■ Source passage
• • •
Catherine Bohne’s Journey to Valbona

Yesterday at the sale of Catherine Bohne’s personal book collection on 8th Avenue in Park Slope I learned why she is selling her books and where it is that she’s going.

I will share just a bit of the story now and will continue over the coming weeks. Think of it as an unfolding. The facts will be told as the facts are known.

What Catherine told me yesterday is that she has fallen in love with a new place and a new man. The place is Albania and Alfred is the name of the man.

It is a very romantic tale of one woman’s serendipitous adventure that led her to what she’d always wanted.

Last January, after eight exhausting and laborious years of running Park Slope’s beloved Community Bookstore, Catherine decided to take a vacation. Two weeks away. Some time to relax, explore and think. As someone who has always loved travel it seemed like a fine idea.

So she drank a bottle of red wine, talked to friends and eventually cashed in a pile of air miles and booked a ticket to Albania.

“When I  was 11 years old, I was on a boat with my mother and father. The boat went past the most mysterious landscape I’ve ever seen and I wanted to get off the boat. I said “Dad – what’s THAT?” “That?” answered my father, “That’s Albania, Catherine. No one can go there,” she told me yesterday standing in front of her apartment building.

A little back story: Catherine’s mother is Italian/Croatian and her father is from Brooklyn. As a child she spent summers in Croatia and as a teenager she lived in Africa.  “I have almost always felt more at home in the world, than at that home in the home where I’m supposed to belong, she writes on her blog.

Thirty years after that boat trip with her parents, Catherine got to Albania. Most of all she wanted to see Northern Albania, a very difficult place to travel to. “Why do you want to go there?” she was asked constantly by the Albanians she met on her journey.

They could not understand why this solo traveling American woman wanted to see Northern Albania. But as those who know Catherine will attest, she likes to do difficult things and she likes adventure. Not surprisingly, Catherine did her research and found out (from a travel blog) about the Hotel Relindja owned by a man named Alfred in place called Valbona.

On her long journey north through rural Albania, which included long rides on small buses and ferries, she would tell the people she met that she was looking for a man named Alfred.

Coincidentally (or fatefully) she met Alfred’s cousin on one of those small buses and when they arrived at their destination she introduced Catherine to her cousin. “He is tall and regal looking. Like a prince,” she told me. He speaks good English  (after four years in England working at a German car factory), is in his mid-thirties and lives on his family’s farm.

Love. Destiny. Life on a small farm in Valbona.

But that’s not all. From the sounds of it, Alfred is the Catherine Bohne of Valbona. A man of the community, he is a trusted leader, a compassionate and helping person, a connector, a creative thinker.

Within days, Catherine was in love, helping Alfred on his rounds visiting neighbors and friends. She was learning Albanian. She was figuring out ways to make Valbona a tourist destination, which could be an economic engine for this impoverished and extraordinary region, which has little in the way of modern conveniences.
• • •
■ Set problem 1
Write out all the rows again, requests included, and scale every bounding box coordinate in them by 2.5, rounding each result to a whole number with halves rounded up.
The article about Catherine Bohne and the rows that follow have no connection to each other.

■ Data shown
• • •
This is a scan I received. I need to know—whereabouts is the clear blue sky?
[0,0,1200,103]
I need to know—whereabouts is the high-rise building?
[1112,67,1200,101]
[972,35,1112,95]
• • •
■ Set problem 2
In the article about Catherine Bohne, how long had she been running Park Slope's Community Bookstore when she decided to take a vacation?

■ Complete response 1
This is a scan I received. I need to know—whereabouts is the clear blue sky?
[0,0,3000,258]
I need to know—whereabouts is the high-rise building?
[2780,168,3000,253]
[2430,88,2780,238]

■ Complete response 2
Eight years.